**What is needed**
Please duplicate the listing word for word, from its first line through the line holding "pixel 248 191", both included.

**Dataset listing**
----------
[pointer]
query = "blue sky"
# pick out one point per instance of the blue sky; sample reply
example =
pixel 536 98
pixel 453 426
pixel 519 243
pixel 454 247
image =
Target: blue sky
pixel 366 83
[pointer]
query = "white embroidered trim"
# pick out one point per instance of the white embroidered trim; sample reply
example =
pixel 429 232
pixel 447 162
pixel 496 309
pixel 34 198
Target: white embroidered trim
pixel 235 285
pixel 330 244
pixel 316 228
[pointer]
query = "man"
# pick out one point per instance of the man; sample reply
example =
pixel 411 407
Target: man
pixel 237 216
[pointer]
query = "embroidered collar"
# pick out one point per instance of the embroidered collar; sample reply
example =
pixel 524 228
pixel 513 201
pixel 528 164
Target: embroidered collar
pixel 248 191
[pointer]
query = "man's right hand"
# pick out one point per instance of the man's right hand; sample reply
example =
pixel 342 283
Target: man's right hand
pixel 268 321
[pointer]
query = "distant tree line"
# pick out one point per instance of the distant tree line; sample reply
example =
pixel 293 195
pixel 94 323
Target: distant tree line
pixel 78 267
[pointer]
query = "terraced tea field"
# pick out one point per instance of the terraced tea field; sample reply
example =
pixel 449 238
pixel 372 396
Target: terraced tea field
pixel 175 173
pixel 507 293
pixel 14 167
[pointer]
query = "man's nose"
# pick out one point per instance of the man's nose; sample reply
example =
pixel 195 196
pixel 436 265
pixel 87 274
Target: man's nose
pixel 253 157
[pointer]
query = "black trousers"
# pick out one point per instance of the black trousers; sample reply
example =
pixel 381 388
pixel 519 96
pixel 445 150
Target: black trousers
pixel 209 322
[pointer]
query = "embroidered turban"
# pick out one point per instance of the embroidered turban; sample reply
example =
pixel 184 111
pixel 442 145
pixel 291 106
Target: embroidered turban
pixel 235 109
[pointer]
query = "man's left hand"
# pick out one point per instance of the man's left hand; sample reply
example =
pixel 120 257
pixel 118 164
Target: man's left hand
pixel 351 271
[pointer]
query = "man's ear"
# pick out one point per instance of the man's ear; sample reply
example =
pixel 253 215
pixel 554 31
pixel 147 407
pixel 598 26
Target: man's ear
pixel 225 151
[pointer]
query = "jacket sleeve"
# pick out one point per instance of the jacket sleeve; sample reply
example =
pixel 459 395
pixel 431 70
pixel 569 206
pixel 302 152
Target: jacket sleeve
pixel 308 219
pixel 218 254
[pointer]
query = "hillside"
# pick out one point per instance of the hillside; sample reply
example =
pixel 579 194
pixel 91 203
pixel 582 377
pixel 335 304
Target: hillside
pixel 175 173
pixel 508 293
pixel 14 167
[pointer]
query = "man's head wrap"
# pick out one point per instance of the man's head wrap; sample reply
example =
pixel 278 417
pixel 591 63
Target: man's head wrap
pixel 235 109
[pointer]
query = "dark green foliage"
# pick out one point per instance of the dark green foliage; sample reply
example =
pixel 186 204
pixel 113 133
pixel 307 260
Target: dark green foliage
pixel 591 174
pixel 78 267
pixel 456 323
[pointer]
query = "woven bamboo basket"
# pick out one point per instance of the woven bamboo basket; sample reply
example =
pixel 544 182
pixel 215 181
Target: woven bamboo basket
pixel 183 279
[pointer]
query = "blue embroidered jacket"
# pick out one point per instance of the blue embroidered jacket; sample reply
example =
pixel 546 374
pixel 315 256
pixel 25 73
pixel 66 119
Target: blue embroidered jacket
----------
**Exercise response**
[pointer]
query = "blue sky"
# pick out one point per instance of the blue sky; sample reply
example =
pixel 536 98
pixel 453 426
pixel 519 243
pixel 454 247
image =
Target: blue sky
pixel 366 83
[pointer]
query = "white embroidered trim"
# pick out one point per instance of the white embroidered trim; sample reply
example =
pixel 429 232
pixel 447 162
pixel 496 309
pixel 34 198
Target: white embroidered trim
pixel 235 285
pixel 330 244
pixel 316 228
[pointer]
query = "man"
# pick out one point per instance of the man; sample reply
example =
pixel 411 407
Target: man
pixel 237 216
[pointer]
query = "embroidered collar"
# pick out one point per instance of the embroidered collar; sample reply
example =
pixel 524 228
pixel 513 201
pixel 528 164
Target: embroidered collar
pixel 248 191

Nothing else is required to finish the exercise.